Print verbatim the lines from the one containing "[spot] the small" through the one containing "(1152, 781)", both included. Leave all pictures out of the output.
──────────────────────────────
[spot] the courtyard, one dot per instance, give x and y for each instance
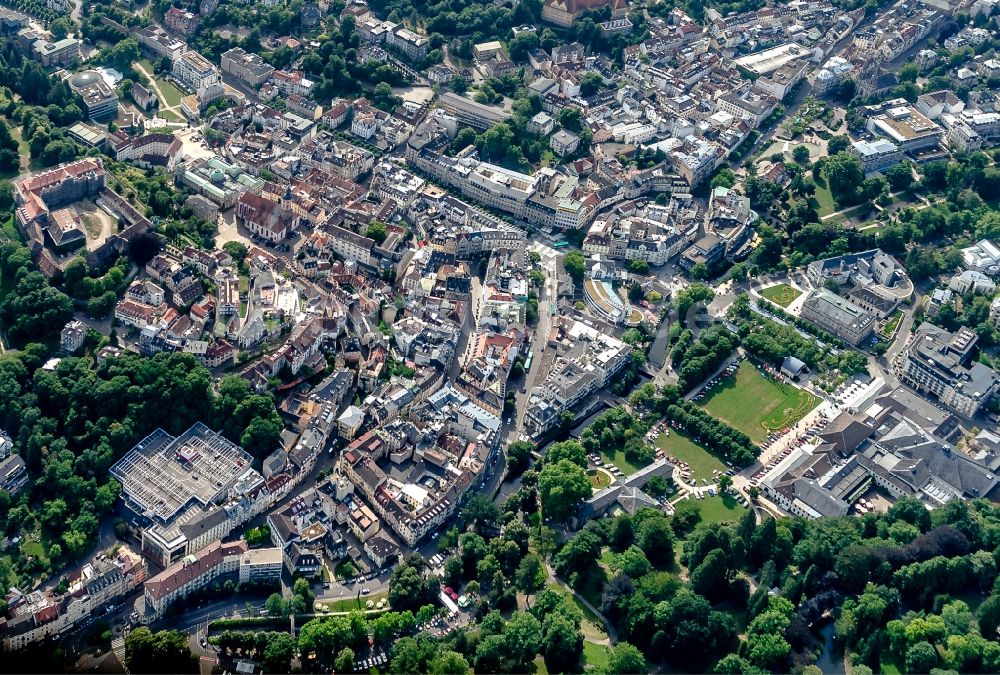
(680, 446)
(781, 294)
(755, 404)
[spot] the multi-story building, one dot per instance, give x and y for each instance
(564, 142)
(294, 82)
(58, 53)
(471, 113)
(863, 268)
(157, 42)
(151, 150)
(272, 220)
(905, 126)
(838, 316)
(876, 155)
(195, 72)
(410, 43)
(940, 363)
(246, 67)
(337, 157)
(349, 245)
(261, 565)
(180, 21)
(218, 180)
(72, 336)
(38, 194)
(565, 12)
(995, 313)
(188, 491)
(13, 475)
(99, 100)
(186, 576)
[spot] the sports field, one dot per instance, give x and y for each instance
(755, 404)
(781, 294)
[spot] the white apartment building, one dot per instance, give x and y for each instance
(876, 155)
(195, 71)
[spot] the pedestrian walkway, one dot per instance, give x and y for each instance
(118, 647)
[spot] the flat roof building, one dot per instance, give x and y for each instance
(839, 316)
(99, 100)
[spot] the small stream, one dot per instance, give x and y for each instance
(830, 662)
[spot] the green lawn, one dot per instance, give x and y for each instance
(345, 569)
(592, 626)
(719, 508)
(172, 94)
(348, 604)
(680, 445)
(893, 323)
(781, 294)
(595, 656)
(822, 200)
(599, 479)
(170, 116)
(617, 457)
(757, 405)
(859, 211)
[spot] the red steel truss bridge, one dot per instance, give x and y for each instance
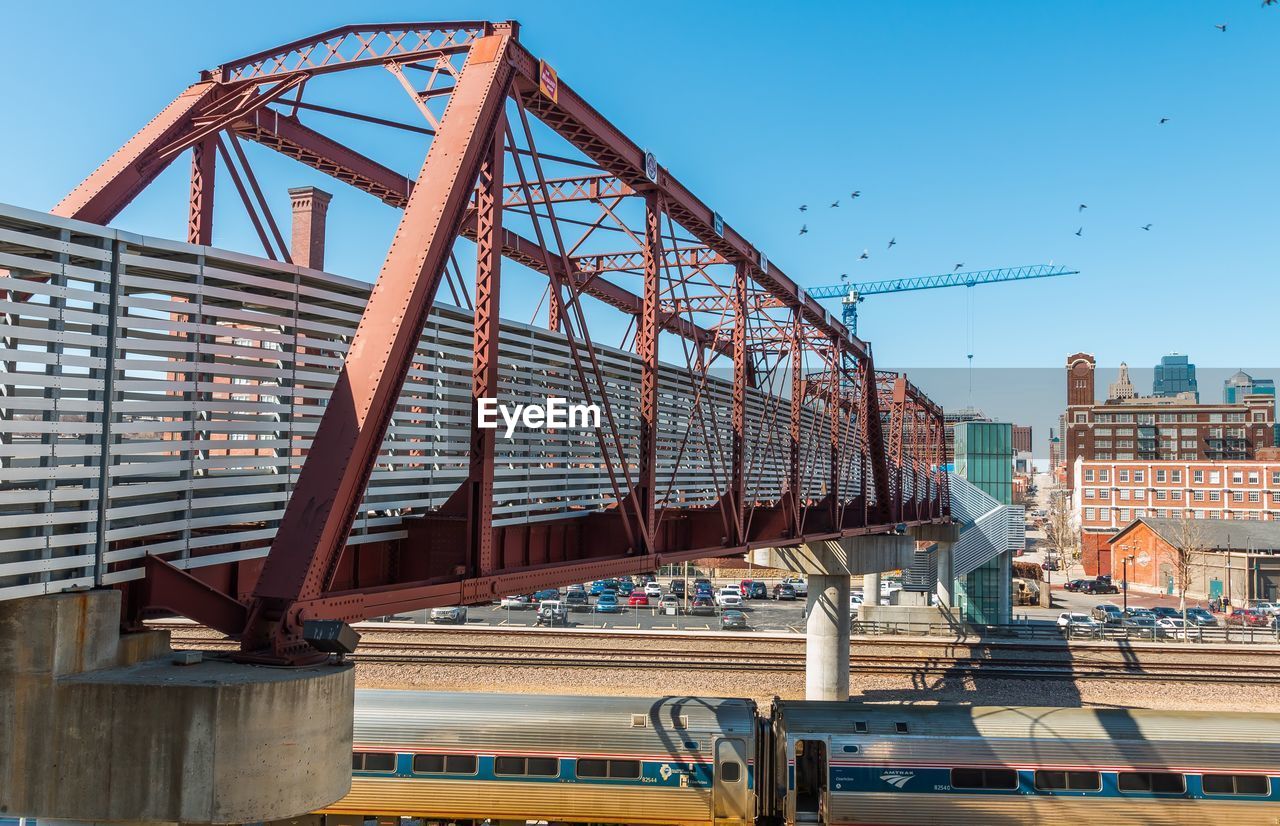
(763, 424)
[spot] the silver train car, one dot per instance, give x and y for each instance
(516, 757)
(466, 758)
(837, 763)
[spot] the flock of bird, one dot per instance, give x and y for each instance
(1079, 231)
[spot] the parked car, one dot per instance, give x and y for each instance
(702, 606)
(799, 584)
(1201, 617)
(552, 612)
(451, 615)
(1248, 617)
(1171, 628)
(1141, 626)
(1107, 614)
(1077, 623)
(728, 597)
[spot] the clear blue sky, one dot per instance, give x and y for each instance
(973, 131)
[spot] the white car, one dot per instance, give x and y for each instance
(1171, 628)
(1075, 623)
(728, 597)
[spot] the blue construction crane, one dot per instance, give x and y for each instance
(853, 293)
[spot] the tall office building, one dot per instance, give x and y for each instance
(1235, 388)
(1174, 374)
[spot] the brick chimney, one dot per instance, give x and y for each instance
(310, 208)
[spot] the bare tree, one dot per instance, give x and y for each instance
(1060, 532)
(1188, 547)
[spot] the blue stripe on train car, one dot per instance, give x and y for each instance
(662, 774)
(933, 780)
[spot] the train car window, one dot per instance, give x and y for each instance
(460, 763)
(983, 779)
(1068, 780)
(624, 769)
(593, 767)
(429, 763)
(508, 765)
(1235, 784)
(543, 766)
(373, 761)
(1153, 781)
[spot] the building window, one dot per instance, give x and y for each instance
(984, 779)
(1152, 781)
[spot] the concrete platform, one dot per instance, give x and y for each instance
(109, 728)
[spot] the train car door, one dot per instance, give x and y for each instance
(810, 781)
(730, 795)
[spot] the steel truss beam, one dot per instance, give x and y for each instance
(749, 311)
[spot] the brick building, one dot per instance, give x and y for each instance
(1238, 560)
(1173, 428)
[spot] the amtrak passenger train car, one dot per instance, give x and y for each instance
(462, 758)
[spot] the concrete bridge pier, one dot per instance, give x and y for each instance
(106, 728)
(830, 565)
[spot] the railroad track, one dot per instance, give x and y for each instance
(685, 660)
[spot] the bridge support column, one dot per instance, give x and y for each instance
(827, 638)
(946, 575)
(108, 728)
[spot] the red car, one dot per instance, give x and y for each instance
(1248, 617)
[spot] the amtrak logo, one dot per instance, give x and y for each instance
(897, 779)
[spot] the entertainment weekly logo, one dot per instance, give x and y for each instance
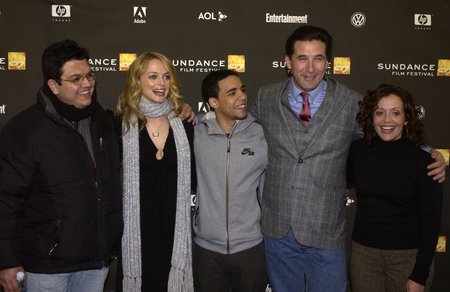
(286, 18)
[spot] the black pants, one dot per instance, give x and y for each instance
(243, 271)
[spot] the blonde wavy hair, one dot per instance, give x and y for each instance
(130, 96)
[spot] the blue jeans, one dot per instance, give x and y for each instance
(294, 267)
(82, 281)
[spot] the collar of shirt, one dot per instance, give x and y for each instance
(316, 96)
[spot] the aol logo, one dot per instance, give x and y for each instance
(358, 19)
(60, 10)
(212, 16)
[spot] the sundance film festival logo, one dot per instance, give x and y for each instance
(198, 66)
(420, 111)
(99, 64)
(358, 19)
(140, 14)
(422, 21)
(2, 63)
(211, 16)
(282, 64)
(408, 69)
(61, 13)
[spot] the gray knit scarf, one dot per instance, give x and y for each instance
(180, 276)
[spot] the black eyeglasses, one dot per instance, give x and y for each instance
(79, 79)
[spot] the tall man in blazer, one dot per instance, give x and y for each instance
(303, 216)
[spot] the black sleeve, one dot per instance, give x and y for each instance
(429, 195)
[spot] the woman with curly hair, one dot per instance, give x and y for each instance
(157, 163)
(398, 212)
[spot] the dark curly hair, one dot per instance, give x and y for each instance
(413, 130)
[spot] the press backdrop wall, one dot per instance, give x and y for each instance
(402, 42)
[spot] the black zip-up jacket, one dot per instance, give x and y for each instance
(59, 211)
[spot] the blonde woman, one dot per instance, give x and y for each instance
(157, 162)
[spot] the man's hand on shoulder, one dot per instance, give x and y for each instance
(187, 114)
(8, 279)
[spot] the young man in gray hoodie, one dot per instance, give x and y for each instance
(231, 158)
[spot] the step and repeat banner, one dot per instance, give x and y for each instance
(401, 42)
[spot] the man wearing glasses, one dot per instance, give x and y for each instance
(60, 195)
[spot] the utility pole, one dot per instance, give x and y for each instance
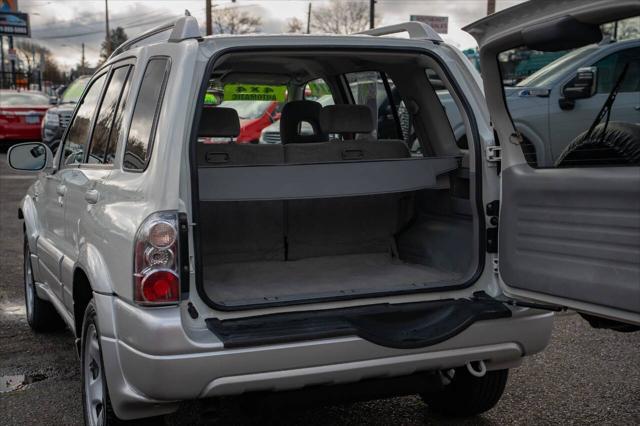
(106, 22)
(208, 14)
(82, 61)
(1, 62)
(491, 7)
(372, 13)
(13, 61)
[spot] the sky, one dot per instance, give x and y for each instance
(63, 25)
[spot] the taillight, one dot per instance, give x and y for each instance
(156, 273)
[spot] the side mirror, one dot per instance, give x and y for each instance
(30, 156)
(583, 84)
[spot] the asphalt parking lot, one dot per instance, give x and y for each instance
(586, 376)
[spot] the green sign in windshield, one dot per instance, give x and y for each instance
(254, 92)
(210, 99)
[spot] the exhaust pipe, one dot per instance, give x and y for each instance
(477, 370)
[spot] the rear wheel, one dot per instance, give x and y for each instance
(468, 395)
(617, 143)
(41, 315)
(95, 396)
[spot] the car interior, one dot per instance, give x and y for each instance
(343, 210)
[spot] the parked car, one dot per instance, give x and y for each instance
(546, 118)
(57, 117)
(254, 117)
(353, 266)
(20, 115)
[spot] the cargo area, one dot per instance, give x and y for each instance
(341, 210)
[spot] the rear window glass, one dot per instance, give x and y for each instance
(145, 113)
(8, 99)
(105, 121)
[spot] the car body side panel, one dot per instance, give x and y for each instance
(128, 198)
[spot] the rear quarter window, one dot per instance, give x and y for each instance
(145, 115)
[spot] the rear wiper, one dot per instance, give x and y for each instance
(608, 104)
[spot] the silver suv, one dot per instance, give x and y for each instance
(191, 266)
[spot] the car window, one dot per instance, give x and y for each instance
(317, 90)
(105, 120)
(579, 107)
(74, 91)
(368, 88)
(117, 129)
(609, 68)
(145, 113)
(258, 106)
(79, 129)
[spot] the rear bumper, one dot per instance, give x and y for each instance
(145, 379)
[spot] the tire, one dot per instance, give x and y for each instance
(41, 315)
(96, 404)
(619, 144)
(467, 395)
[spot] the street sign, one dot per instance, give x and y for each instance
(8, 5)
(440, 24)
(14, 24)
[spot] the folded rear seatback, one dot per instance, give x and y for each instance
(239, 231)
(346, 225)
(296, 229)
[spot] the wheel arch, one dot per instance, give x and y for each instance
(82, 295)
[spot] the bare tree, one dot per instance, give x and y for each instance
(29, 53)
(341, 17)
(230, 20)
(294, 25)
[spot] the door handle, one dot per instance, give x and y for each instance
(61, 190)
(91, 196)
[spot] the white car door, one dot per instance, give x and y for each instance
(50, 209)
(568, 236)
(85, 196)
(73, 150)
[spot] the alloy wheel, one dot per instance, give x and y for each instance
(93, 378)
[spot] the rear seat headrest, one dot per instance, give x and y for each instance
(296, 112)
(219, 122)
(346, 119)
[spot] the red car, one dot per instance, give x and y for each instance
(254, 116)
(21, 114)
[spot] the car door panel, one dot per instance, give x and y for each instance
(568, 236)
(48, 246)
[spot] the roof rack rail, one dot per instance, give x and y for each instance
(417, 31)
(183, 28)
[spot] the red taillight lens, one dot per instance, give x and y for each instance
(161, 287)
(156, 260)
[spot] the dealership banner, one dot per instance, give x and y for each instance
(14, 24)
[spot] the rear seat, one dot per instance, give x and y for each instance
(240, 231)
(297, 229)
(337, 226)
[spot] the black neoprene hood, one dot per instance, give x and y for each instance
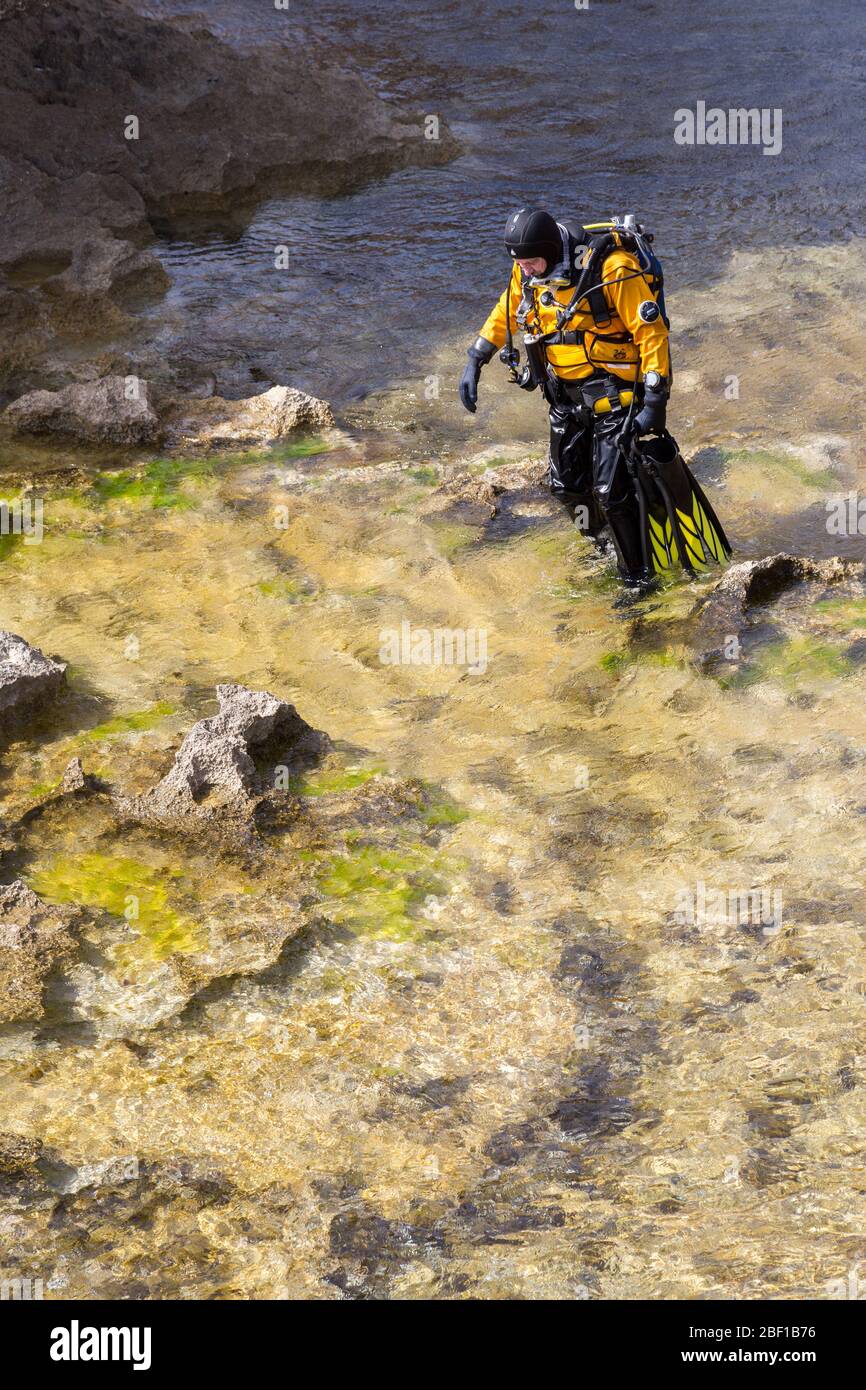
(530, 232)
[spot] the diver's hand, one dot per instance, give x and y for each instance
(469, 382)
(477, 356)
(652, 414)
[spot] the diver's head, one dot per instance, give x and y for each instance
(533, 239)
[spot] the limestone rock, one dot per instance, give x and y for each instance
(34, 940)
(113, 410)
(273, 414)
(27, 677)
(214, 767)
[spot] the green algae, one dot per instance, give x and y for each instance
(332, 780)
(123, 887)
(159, 483)
(381, 893)
(427, 476)
(453, 538)
(438, 809)
(136, 723)
(848, 615)
(794, 662)
(289, 591)
(770, 460)
(305, 448)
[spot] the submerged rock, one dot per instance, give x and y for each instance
(110, 118)
(34, 940)
(742, 587)
(113, 410)
(758, 581)
(20, 1155)
(257, 419)
(74, 777)
(27, 677)
(214, 769)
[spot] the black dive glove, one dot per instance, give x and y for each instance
(477, 356)
(652, 413)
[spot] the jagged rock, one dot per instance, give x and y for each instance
(113, 410)
(18, 1155)
(214, 769)
(74, 777)
(758, 581)
(214, 125)
(27, 677)
(724, 615)
(268, 416)
(34, 940)
(471, 498)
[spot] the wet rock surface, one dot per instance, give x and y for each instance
(216, 770)
(35, 938)
(28, 679)
(113, 410)
(730, 609)
(262, 419)
(110, 118)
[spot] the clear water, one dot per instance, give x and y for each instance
(477, 1055)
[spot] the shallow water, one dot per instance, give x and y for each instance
(572, 109)
(478, 1048)
(489, 1059)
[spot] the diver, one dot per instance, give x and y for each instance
(590, 303)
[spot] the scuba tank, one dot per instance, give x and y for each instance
(595, 241)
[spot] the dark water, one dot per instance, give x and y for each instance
(572, 109)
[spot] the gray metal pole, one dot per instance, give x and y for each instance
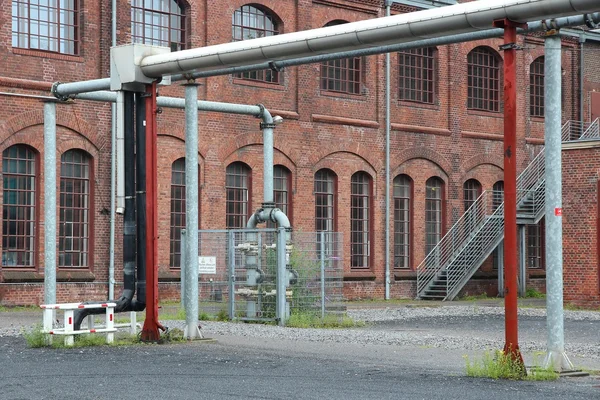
(50, 202)
(522, 261)
(191, 210)
(322, 234)
(281, 276)
(387, 164)
(556, 357)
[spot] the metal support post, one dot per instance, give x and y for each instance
(281, 276)
(231, 256)
(50, 202)
(191, 209)
(322, 234)
(522, 262)
(556, 357)
(510, 189)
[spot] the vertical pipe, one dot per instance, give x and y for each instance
(50, 202)
(522, 262)
(191, 208)
(231, 256)
(556, 357)
(510, 193)
(387, 164)
(322, 256)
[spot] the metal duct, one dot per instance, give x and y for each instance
(460, 18)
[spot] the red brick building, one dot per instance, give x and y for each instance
(446, 142)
──────────────────────────────
> _Written response_
[spot] the small stream, one dot per instance, give x and y for each instance
(830, 662)
[spot] the green lawn, one dot per instance, give x and y for each instance
(345, 569)
(592, 626)
(719, 508)
(172, 94)
(348, 604)
(680, 445)
(893, 323)
(781, 294)
(595, 656)
(822, 200)
(599, 479)
(170, 116)
(617, 457)
(757, 405)
(859, 211)
[spot] the red steel truss bridge, one dot per instance, give x and y for each instance
(763, 424)
[spot] the silver train car, one dot per instance, give x and y for each instance
(516, 757)
(466, 758)
(837, 763)
[spot] the flock of bird, one dot per instance, give x and y for each instance
(1079, 231)
[spot] the parked car, one dot per instance, give x and y for each instance
(702, 606)
(799, 584)
(1201, 617)
(552, 612)
(451, 615)
(1248, 617)
(1171, 628)
(1141, 626)
(1107, 614)
(1077, 623)
(728, 597)
[spot] the clear blue sky, one dot per instance, give x and y for each instance
(973, 131)
[spot] the white car, one dot per instance, give x and y for each instance
(1171, 628)
(1075, 623)
(728, 597)
[spot] the blue construction crane, one dot per instance, give x and y for each instance
(853, 293)
[spot] the tall office building, one dot per instance, give x and y for each instance
(1235, 388)
(1174, 374)
[spot] the brick chimney, one dot per instance, give x and y for each instance
(310, 208)
[spot] the bare tree, one dot per instance, give x and y for each instance
(1060, 532)
(1188, 547)
[spot] the blue stripe on train car, one dot per instance, give x and y for each instance
(662, 774)
(933, 780)
[spot] the train car window, one dot per instance, give x and y for each instance
(460, 763)
(983, 779)
(1068, 780)
(624, 769)
(593, 767)
(429, 763)
(508, 765)
(1235, 784)
(543, 766)
(373, 761)
(1153, 781)
[spot] the building window, one dot per instance, give x and y for each instance
(984, 779)
(1152, 781)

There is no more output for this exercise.